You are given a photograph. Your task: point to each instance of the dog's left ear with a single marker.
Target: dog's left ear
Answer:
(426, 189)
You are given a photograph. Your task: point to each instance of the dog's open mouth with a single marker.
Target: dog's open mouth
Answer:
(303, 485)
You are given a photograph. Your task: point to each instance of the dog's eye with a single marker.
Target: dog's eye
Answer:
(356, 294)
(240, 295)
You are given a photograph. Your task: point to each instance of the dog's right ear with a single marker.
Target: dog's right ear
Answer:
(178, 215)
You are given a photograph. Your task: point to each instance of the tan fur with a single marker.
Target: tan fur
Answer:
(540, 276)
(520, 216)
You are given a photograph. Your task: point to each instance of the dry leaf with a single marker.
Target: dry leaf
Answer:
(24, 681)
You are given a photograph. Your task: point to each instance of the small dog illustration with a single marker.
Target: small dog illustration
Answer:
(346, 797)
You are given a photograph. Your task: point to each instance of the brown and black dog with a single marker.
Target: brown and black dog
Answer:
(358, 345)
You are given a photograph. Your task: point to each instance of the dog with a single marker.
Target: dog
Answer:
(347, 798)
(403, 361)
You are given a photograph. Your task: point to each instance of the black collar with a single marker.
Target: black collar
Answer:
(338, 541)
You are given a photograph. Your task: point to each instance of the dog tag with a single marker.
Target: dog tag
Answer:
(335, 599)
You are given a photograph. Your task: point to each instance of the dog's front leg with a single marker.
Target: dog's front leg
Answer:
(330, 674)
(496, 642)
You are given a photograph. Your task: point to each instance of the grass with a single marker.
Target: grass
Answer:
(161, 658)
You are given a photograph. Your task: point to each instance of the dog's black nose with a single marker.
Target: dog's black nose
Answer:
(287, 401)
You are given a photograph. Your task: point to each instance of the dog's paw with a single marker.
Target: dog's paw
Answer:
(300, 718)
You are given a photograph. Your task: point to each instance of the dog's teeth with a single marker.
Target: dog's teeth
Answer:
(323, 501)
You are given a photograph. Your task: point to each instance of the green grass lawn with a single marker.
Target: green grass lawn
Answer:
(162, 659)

— EXERCISE —
Can you render all the rows above as a Markdown table with the columns Row and Line, numbering each line and leaving out any blank ones?

— SOLUTION —
| Row | Line |
|---|---|
| 1 | You are given a photograph. Your task: point to each instance of the dog's left ear with a single marker. |
| 2 | Target: dog's left ear |
| 3 | Answer: |
| 4 | (426, 189) |
| 5 | You are given a photograph. Your task: point to each instance of the dog's open mouth with a single marker. |
| 6 | Target: dog's open mouth |
| 7 | Answer: |
| 8 | (303, 485) |
| 9 | You are given a photograph. Your task: point to each instance of the dog's eye with a single marker. |
| 10 | Target: dog's eye |
| 11 | Answer: |
| 12 | (356, 294) |
| 13 | (240, 295) |
| 14 | You are given a photograph. Your task: point to each instance of the dog's right ear with a single marker. |
| 15 | Target: dog's right ear |
| 16 | Answer: |
| 17 | (178, 215) |
| 18 | You are given a photograph. Your task: point to each instance of the tan fur with a single marker. |
| 19 | Target: tan fur |
| 20 | Answer: |
| 21 | (540, 276) |
| 22 | (520, 216) |
| 23 | You are given a photograph. Your task: point to each instance of the dry leaf with a single marker. |
| 24 | Target: dry leaf |
| 25 | Answer: |
| 26 | (24, 681) |
| 27 | You are given a photograph. Your task: point to each instance of the small dog illustration with a single marker. |
| 28 | Target: small dog illustration |
| 29 | Answer: |
| 30 | (346, 797) |
| 31 | You are given a photograph. Your task: point to each instance of the brown and black dog with a single marker. |
| 32 | Target: brown and black dog |
| 33 | Answer: |
| 34 | (358, 345) |
| 35 | You are given a photograph. Your task: point to each instance of the dog with a single marker. |
| 36 | Target: dog |
| 37 | Answer: |
| 38 | (347, 798) |
| 39 | (403, 361) |
| 40 | You are given a photograph. Your task: point to each instance of the black collar with a single marker. |
| 41 | Target: black collar |
| 42 | Answer: |
| 43 | (338, 541) |
| 44 | You are given a photograph. Your task: point to each instance of the dog tag with a single marker. |
| 45 | Target: dog tag |
| 46 | Answer: |
| 47 | (335, 599) |
| 48 | You are given a photograph. Your task: point to each instance of the dog's front leg with a single marker. |
| 49 | Target: dog's front leg |
| 50 | Answer: |
| 51 | (330, 674) |
| 52 | (496, 642) |
| 53 | You are given a photograph. Your task: point to each instance of the grass with a single marker. |
| 54 | Target: grass |
| 55 | Answer: |
| 56 | (161, 658) |
| 57 | You are given a photograph. Your task: point to each instance of the dog's black nose with a single marker. |
| 58 | Target: dog's black nose |
| 59 | Answer: |
| 60 | (287, 401) |
| 61 | You are given a photograph. Your task: point to each instance of the dog's paw with a single marker. |
| 62 | Target: dog's paw |
| 63 | Answer: |
| 64 | (300, 718) |
| 65 | You are given a photograph. Your task: point to each instance of the dog's teeth with a single marker. |
| 66 | Target: dog's teeth |
| 67 | Answer: |
| 68 | (323, 501) |
| 69 | You are given a photograph. Your task: point to each instance of the green grass lawn with a single marker. |
| 70 | Target: green grass lawn |
| 71 | Answer: |
| 72 | (162, 659) |